> SET EXERCISE A
In the Southern Ocean phytoplankton review, how many main points does the referee want addressed before publication?
> SET EXERCISE B
Can you take the Southern Ocean phytoplankton review further from where it stops?

> SOURCE EXCERPT
Citation: https://doi.org/10.5194/bg-2023-171-RC2 - AC2: 'Reply on RC2', Tianfei Xue, 08 Feb 2024
Status: closed
-
RC1: 'Comment on bg-2023-171', Anonymous Referee #1, 19 Oct 2023
Review of Xue et al, “Southern Ocean phytoplankton under climate change: shifting balance of bottom up control”
Summary:
In this manuscript, the authors use a multi-model ensemble (MME) to understand how phytoplankton biomass and production is changing with climate change in the Southern Ocean. They use multi-model means and an emergent constraint approach to show that phytoplankton could become more concentrated in a shallower mixed layer, improving light conditions for photosynthesis but also making them more accessible to zooplankton grazing. Therefore, top down controls from grazing compensates for improved light conditions, resulting in little change to phytoplankton biomass as a result of climate change. They use emergent relationships between observed seasonal cycles of chlorophyll and mixed layer depth to constrain the projections.
Overall comments:
I found this manuscript interesting and generally well written. The methods are quite clear and the figures are of good quality. I appreciate their emergent constraint approach. I think this paper should be published eventually because the approach is novel and their hypothesis about phytoplankton change in the Southern Ocean is intriguing. However, there are three main points that I would like to see addressed before publication.
- I think the authors need to tone down their definitive language; as it is written now it comes off as hubris. The authors should use more speculative or conditional language to convey the points they are making. Attributing such specific mechanisms of change in phytoplankton using such a diverse set of models is problematic because the models could potentially have different processes that are controlling productivity/biomass in the Southern Ocean. Multi-model ensembles are useful in that they average out biases in individual models, but such specific attribution of mechanisms can really only be done with certainty by looking at the equations of individual models. Otherwise, it is just speculation about what’s going to happen. The story that the authors describe is compelling but it does not necessarily mean that this is what’s happening in every model. For example, the subantarctic region of the SO could become cloudier with climate change (see Fig 1f in Leung et al 2005), leading to an increase in Chl/C ratios of phytoplankton that could lead to increasing surface chlorophyll trend shown in Fig 6. I’m not suggesting that the authors are incorrect with their hypothesis, but they need to be more modest about how they attribute the drivers of change.
- Relating to the first point - the authors are very dismissive about the impacts of changing iron availability for phytoplankton (despite the well documented importance of iron in controlling production in the Southern Ocean; e.g., see section 3.5 and refs therein of Petrou et al., 2016). They also do not address the potentially big impact of increasing temperature. As phytoplankton growth rates, zooplankton grazing rates, and phytoplankton/zooplankton loss rates are highly sensitive to temperature in most models, I think this deserves some discussion and perhaps additional analysis. How do temperature and iron conditions change in the Southern Ocean upper mixed layer in this MME? How do these changes project onto the hypothesis that the authors present?

> GIVEN INFORMATION
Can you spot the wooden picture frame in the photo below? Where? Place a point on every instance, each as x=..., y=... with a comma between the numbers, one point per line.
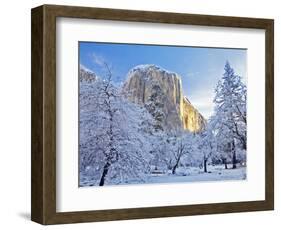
x=43, y=188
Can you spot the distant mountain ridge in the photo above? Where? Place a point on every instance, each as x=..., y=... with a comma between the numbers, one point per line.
x=179, y=112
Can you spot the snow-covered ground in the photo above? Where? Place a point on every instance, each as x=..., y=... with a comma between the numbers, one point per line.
x=192, y=174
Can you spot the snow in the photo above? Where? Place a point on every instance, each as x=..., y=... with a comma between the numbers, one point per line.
x=184, y=175
x=122, y=142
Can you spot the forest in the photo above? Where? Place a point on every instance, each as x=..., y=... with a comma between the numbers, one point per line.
x=122, y=142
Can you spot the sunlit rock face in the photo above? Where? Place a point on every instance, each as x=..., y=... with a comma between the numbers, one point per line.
x=179, y=112
x=192, y=119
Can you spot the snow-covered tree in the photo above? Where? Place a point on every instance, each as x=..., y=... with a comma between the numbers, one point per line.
x=180, y=147
x=206, y=145
x=113, y=146
x=229, y=121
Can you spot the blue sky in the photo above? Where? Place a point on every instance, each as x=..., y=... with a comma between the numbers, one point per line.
x=200, y=68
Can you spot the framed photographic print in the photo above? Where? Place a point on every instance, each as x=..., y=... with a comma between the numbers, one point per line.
x=141, y=114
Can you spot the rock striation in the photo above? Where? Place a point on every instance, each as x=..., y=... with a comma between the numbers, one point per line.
x=179, y=112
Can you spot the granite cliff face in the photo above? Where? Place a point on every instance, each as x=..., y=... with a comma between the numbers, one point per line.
x=179, y=112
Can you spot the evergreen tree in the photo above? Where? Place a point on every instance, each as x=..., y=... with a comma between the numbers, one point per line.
x=229, y=121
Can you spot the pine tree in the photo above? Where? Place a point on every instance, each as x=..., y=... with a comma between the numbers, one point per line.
x=230, y=114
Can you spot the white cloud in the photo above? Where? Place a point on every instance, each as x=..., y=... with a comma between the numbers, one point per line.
x=98, y=59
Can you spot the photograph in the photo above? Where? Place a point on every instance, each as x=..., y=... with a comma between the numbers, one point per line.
x=161, y=114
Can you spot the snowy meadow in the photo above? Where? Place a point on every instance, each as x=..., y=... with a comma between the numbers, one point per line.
x=145, y=129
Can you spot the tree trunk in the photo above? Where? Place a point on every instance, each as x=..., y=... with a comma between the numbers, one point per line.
x=205, y=165
x=174, y=169
x=233, y=156
x=225, y=163
x=104, y=173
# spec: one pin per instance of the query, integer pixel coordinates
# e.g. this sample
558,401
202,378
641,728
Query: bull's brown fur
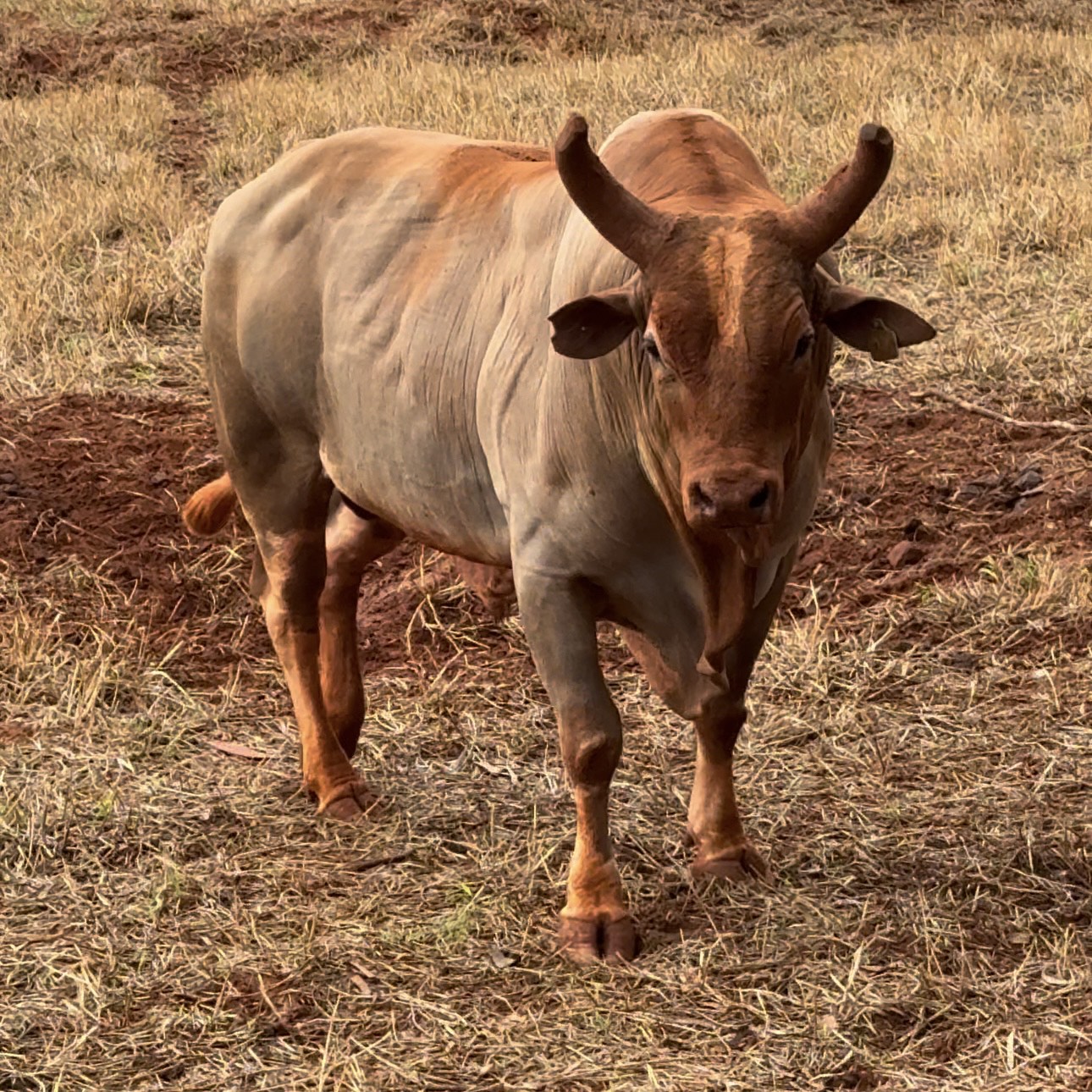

> WRITTEN RESPONSE A
Three.

> WRITTEN RESPONSE B
- Their argument appears to be somewhat circular – The authors say that a shallower MLD leads to more concentrated phytoplankton at the surface (this is not shown) and that leads to more grazing efficiency which reduces the phytoplankton concentration (which would, in turn, reduce the grazing efficiency). So, I suggest they add more plots to show that phytoplankton biomass really is more concentrated nearer to the surface. The integrated plots that are shown in Figure 5 for example should be broken down by depth to support the hypothesis they are making. They show surface chlorophyll trends in Figure 6, but with most models having variable Chl/C ratios, this is not definitely showing what they claim. The authors repeatedly say that phytoplankton concentrations in a shallower MLD increase so this needs to be demonstrated.
Minor comments/edits:
Line 22: Rather than “poorly simulated”, perhaps say “simplistic”
Line 32/33: This sentence is awkward in that the words “climate change” are used twice. Reword to something like this: “ These factors are all projected to change with climate change so phytoplankton will likely be impacted from changing bottom up processes”
Line 40: light conditions in high latitude regions may also improve due to decreasing sea ice cover
Line 52: perhaps remove the word “current” since Tagliabue et al (2016) is about CMIP5 models
Figure 2 caption and throughout the Figures/captions: rather than “relative variation” could you say “relative change” or “normalized changes”… Variation implies you’re looking at the variability and I find it confusing.
Figure 3 caption. Boxes denoted by dashed lines mark the focus area (reword that sentence of caption)
Figure 3: are these maps means of Figures 1 and 2? If so, could you explicitly state that in the caption?
Line 97/99: I don’t think you should call out figures before you have introduced them in the Results section.
Line 150-160: this is where the logic sounds very circular – you need to show that phytoplankton concentrations actually increases in the mixed layer, or reword.
Line 158/159: Figure 7 is not very convincing towards this point. Much of the negative relationship results from one model (CanESM).. or am I missing something?
Line 187: end this sentence after Le Quéré reference. Then start a new sentence with “It is thought to be mainly caused by….”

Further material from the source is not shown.